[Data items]
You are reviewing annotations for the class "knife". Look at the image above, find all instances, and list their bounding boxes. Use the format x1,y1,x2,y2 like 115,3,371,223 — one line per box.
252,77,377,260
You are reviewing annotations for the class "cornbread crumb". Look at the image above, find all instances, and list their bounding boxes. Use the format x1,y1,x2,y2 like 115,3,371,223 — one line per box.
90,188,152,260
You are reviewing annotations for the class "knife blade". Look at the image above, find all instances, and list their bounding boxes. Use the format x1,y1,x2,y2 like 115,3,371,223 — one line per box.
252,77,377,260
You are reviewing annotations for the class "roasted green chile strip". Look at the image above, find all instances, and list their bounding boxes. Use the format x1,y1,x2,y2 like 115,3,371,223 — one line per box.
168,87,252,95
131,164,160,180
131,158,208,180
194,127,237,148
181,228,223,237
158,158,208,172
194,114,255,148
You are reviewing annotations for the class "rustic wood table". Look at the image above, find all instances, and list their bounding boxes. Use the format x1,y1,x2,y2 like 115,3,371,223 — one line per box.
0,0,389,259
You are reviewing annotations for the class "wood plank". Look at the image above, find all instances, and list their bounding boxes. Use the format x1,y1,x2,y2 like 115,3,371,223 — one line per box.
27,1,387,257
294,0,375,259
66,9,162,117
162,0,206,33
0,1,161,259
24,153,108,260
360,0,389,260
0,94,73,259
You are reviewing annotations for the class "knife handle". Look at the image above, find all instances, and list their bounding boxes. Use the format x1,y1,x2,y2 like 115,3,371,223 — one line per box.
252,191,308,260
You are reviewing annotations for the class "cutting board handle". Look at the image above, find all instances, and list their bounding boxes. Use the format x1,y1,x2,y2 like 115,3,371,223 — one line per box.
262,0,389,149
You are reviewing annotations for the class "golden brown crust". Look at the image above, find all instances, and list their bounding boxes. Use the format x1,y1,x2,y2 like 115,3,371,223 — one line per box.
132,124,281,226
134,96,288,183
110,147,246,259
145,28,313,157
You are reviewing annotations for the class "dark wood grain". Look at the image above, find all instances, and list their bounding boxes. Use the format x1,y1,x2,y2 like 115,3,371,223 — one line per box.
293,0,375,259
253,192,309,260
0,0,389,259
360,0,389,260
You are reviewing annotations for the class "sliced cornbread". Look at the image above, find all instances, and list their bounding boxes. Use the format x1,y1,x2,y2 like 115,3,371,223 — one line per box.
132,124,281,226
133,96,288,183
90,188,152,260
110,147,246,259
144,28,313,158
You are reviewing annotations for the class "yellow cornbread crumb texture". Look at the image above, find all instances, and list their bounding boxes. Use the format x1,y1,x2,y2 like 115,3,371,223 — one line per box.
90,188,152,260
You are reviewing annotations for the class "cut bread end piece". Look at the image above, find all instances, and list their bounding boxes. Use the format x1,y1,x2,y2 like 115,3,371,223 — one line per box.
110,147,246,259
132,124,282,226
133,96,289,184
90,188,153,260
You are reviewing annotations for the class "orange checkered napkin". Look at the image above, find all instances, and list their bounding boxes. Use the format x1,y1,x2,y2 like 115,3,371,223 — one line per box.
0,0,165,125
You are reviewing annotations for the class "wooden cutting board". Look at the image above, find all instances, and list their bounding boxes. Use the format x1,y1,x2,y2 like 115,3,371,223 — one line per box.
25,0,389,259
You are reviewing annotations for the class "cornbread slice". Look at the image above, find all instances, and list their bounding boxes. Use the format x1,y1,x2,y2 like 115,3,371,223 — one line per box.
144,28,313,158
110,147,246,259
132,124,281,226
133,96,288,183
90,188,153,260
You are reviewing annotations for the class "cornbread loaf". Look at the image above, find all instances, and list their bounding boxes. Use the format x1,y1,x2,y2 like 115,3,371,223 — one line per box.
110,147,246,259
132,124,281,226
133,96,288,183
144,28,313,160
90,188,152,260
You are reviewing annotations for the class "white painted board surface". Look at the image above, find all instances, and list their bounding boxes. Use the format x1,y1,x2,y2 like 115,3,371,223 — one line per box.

◆ Set task ◆
Rewrite all of the items above as a numbered list, omitting any blank lines.

◆ Written solution ◆
1. You are reviewing annotations for the class "knife". Look at the image above, find all instances, and list their bounding boxes. Use the format x1,y1,x2,y2 like 115,3,371,223 — one line per box.
2. 252,77,377,260
3. You are reviewing annotations for the class "cornbread crumb". Look at the image above, find all instances, and list their bounding boxes. Use the format x1,y1,x2,y2 like 115,3,371,223 — one line per box.
4. 90,188,152,260
5. You are reviewing annotations for the class "knife blade". Look at the image above, find all instances, and list their bounding boxes. Use the format x1,y1,x2,y2 like 115,3,371,223 — one line per box.
6. 252,77,377,260
7. You are reviewing annotations for the class "roasted green chile strip". Look at the image above, find all instances, and list their bounding boxes. Use the format x1,y1,x2,y2 like 115,3,371,223 — one line per box.
8. 168,87,252,95
9. 131,164,160,180
10. 131,158,208,180
11. 194,127,237,148
12. 181,228,223,237
13. 158,158,208,172
14. 194,114,255,148
15. You are reviewing annotations for the class "rustic wood table". Look at the image above, find all instances, and list their bounding boxes. Use the format x1,y1,x2,y2 like 115,3,371,223 — one line per box.
16. 0,0,389,259
17. You are reviewing annotations for the class "wood plank". Look at the image above, find all instances, and list their bounding boxes. Use the format x1,y1,x2,y2 like 115,3,371,223 — one line per box.
18. 27,1,387,257
19. 294,0,375,259
20. 66,9,162,117
21. 162,0,206,33
22. 0,1,161,259
23. 24,153,108,260
24. 360,0,389,260
25. 0,94,73,259
26. You are reviewing annotations for the class "knife handle". Look at the image above, find all instances, and list their bounding boxes. Use the format x1,y1,x2,y2 like 115,3,371,223 — one line per box.
27. 252,191,308,260
28. You are reviewing annotations for the class "cutting board handle". Look at the image above, find all instances, and list their bounding boxes. Use the format x1,y1,x2,y2 like 115,3,371,223 — one line per box.
29. 262,0,389,149
30. You are reviewing annotations for the class "golden brown crust". Look at the image above, find all instances, and list their bounding boxes. Use the format x1,y1,x2,y2 like 115,3,371,223 — one line per box.
31. 132,124,281,226
32. 134,96,288,183
33. 110,147,246,259
34. 145,28,313,157
35. You are reviewing annotations for the class "dark wood grain". Look at the image above, find all instances, and list their bounding boxes. Use the format x1,y1,x2,y2 like 115,3,371,223 — one line per box.
36. 293,0,375,259
37. 253,192,309,260
38. 0,0,389,259
39. 360,0,389,260
40. You are reviewing annotations for the class "sliced cornbread". Look at the image above, find all instances, and list their bounding boxes. Use the format x1,y1,x2,y2 like 115,3,371,223 — one line per box.
41. 132,124,281,226
42. 133,96,288,183
43. 90,188,152,260
44. 110,147,246,259
45. 144,28,313,158
46. You are reviewing annotations for the class "yellow cornbread crumb texture". Look at the image above, find all instances, and list their bounding boxes. Use the format x1,y1,x2,y2 like 115,3,371,223 — one line per box.
47. 90,188,152,260
48. You are reviewing annotations for the class "cut bread end piece". Look at the image above, find all instances, and list their bounding boxes. Use the format x1,y1,x2,y2 like 115,3,371,223 — one line per box.
49. 110,147,246,259
50. 132,124,282,226
51. 133,96,289,184
52. 90,188,153,260
53. You are reviewing annotations for the class "orange checkered napkin". Look at the image above, find all instances, and list their bounding boxes. Use the format x1,y1,x2,y2 like 115,3,371,223 — one line per box.
54. 0,0,165,125
55. You are reviewing annotations for the class "wooden cutting board". Look at the image above, find all instances, and list their bounding boxes. Use the format x1,y1,x2,y2 like 115,3,371,223 — one line per box.
56. 25,0,389,259
57. You are reviewing annotations for the class "cornbread slice". Look at the image above, find all instances, and list their bounding boxes. Use the format x1,y1,x2,y2 like 115,3,371,223 — one line per box.
58. 144,28,313,158
59. 110,147,246,259
60. 132,124,281,226
61. 133,96,288,183
62. 90,188,153,260
63. You are reviewing annotations for the class "cornbread loaf". Look at the image above, find all instances, and list their bounding boxes. Use the format x1,y1,x2,y2 like 115,3,371,223 — one line per box.
64. 110,147,246,259
65. 132,124,281,226
66. 133,96,288,183
67. 144,28,313,160
68. 90,188,152,260
69. You are reviewing annotations for the class "white painted board surface". Look at the image above, find all instances, and list their bounding boxes. Use the format x1,y1,x2,y2 like 115,3,371,223 — one line per box.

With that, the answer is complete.